EXERCISE DETAILS:
Select every line in the lines below that contains the string "clock", and copy each of those lines. Case counts.

---------- DATASET ROWS ----------

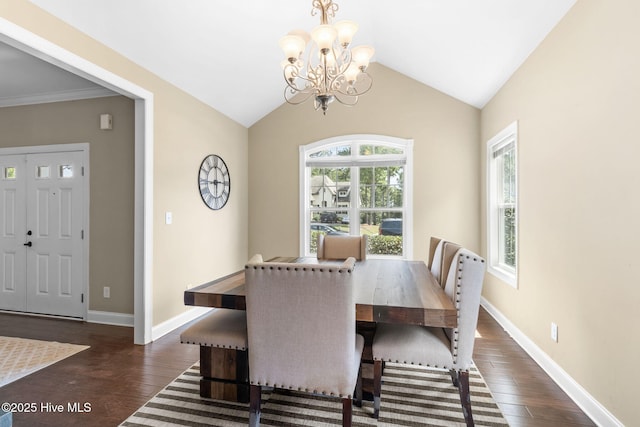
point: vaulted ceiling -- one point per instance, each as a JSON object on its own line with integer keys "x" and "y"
{"x": 225, "y": 52}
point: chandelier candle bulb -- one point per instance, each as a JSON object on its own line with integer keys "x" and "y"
{"x": 346, "y": 30}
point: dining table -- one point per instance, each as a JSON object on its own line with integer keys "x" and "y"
{"x": 385, "y": 290}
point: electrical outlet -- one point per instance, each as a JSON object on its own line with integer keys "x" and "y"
{"x": 554, "y": 332}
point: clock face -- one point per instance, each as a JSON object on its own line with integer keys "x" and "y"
{"x": 214, "y": 182}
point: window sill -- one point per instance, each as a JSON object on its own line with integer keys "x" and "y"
{"x": 504, "y": 275}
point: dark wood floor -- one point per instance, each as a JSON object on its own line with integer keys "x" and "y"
{"x": 116, "y": 377}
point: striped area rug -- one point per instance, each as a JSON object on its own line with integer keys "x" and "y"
{"x": 20, "y": 357}
{"x": 411, "y": 396}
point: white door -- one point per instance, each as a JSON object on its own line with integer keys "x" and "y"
{"x": 13, "y": 233}
{"x": 52, "y": 234}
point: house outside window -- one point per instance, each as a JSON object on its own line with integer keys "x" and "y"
{"x": 358, "y": 184}
{"x": 502, "y": 192}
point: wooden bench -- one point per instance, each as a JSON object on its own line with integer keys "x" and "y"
{"x": 224, "y": 363}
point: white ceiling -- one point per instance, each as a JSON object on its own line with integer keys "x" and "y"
{"x": 225, "y": 52}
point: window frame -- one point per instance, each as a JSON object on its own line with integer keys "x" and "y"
{"x": 355, "y": 141}
{"x": 495, "y": 236}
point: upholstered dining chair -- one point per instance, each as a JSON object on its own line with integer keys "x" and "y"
{"x": 447, "y": 349}
{"x": 441, "y": 253}
{"x": 434, "y": 247}
{"x": 301, "y": 330}
{"x": 342, "y": 247}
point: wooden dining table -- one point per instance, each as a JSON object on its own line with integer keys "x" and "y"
{"x": 385, "y": 290}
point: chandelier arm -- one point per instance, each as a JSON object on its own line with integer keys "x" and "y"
{"x": 291, "y": 97}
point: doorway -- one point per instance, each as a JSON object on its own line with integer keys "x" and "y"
{"x": 43, "y": 226}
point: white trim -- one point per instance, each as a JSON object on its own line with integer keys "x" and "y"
{"x": 177, "y": 321}
{"x": 502, "y": 272}
{"x": 39, "y": 47}
{"x": 110, "y": 318}
{"x": 594, "y": 409}
{"x": 43, "y": 98}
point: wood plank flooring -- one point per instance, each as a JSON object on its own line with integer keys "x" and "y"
{"x": 116, "y": 377}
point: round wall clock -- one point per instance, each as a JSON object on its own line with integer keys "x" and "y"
{"x": 214, "y": 182}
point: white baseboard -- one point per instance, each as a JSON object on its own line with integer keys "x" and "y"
{"x": 598, "y": 413}
{"x": 177, "y": 321}
{"x": 110, "y": 318}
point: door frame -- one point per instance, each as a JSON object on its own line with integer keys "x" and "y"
{"x": 83, "y": 148}
{"x": 41, "y": 48}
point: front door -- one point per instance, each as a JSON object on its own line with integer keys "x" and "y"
{"x": 43, "y": 222}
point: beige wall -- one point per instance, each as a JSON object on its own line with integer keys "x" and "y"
{"x": 576, "y": 100}
{"x": 200, "y": 244}
{"x": 446, "y": 166}
{"x": 111, "y": 182}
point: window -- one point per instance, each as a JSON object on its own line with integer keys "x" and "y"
{"x": 358, "y": 184}
{"x": 502, "y": 192}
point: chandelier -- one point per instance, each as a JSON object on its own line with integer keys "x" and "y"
{"x": 330, "y": 70}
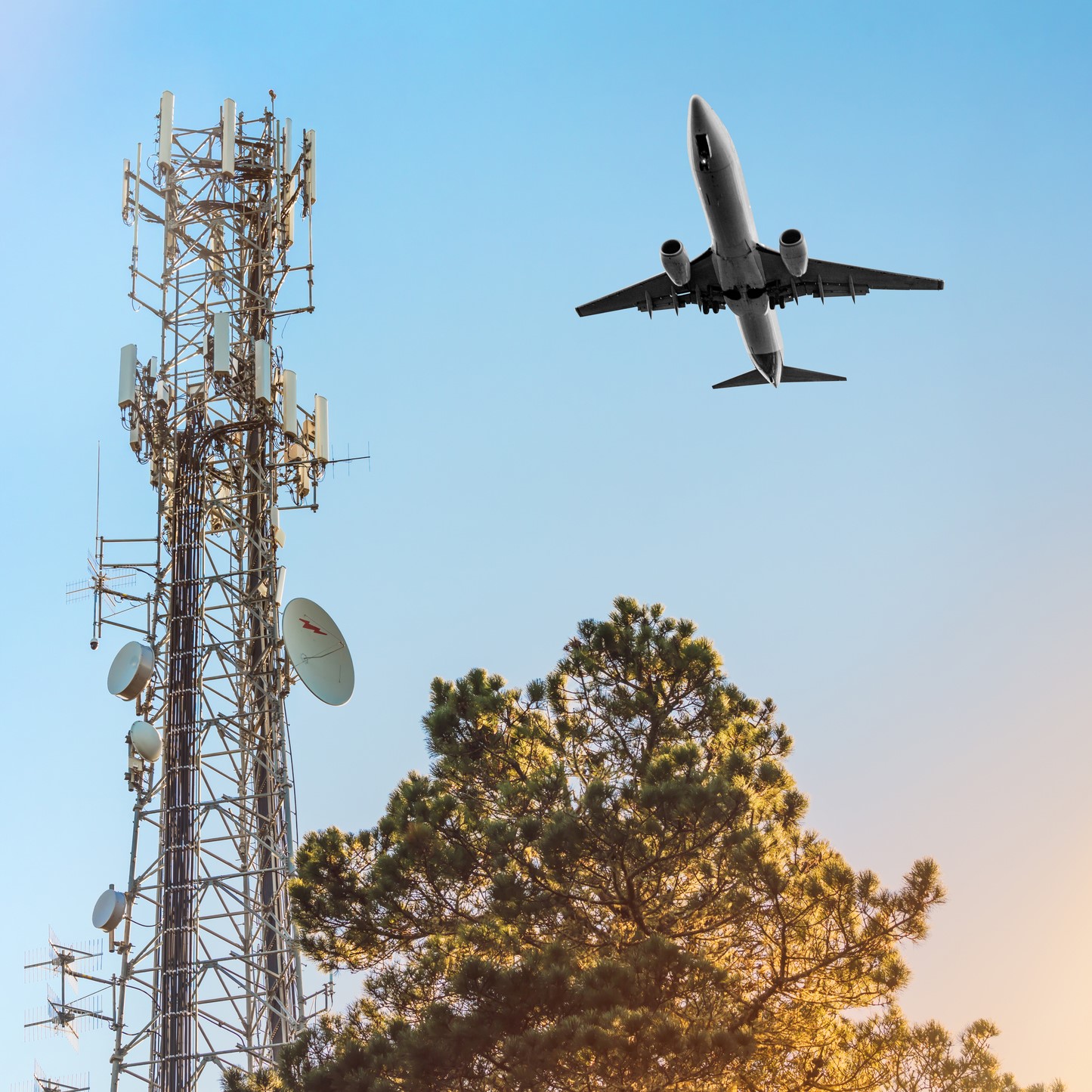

----------

WRITTEN SOLUTION:
point: clock face -- one point per instance, each as a JSON object on its own line with integer keys "x" and "y"
point: round wall clock -- one point per instance, each as a JSON object on its own line with integer keys "x" and "y"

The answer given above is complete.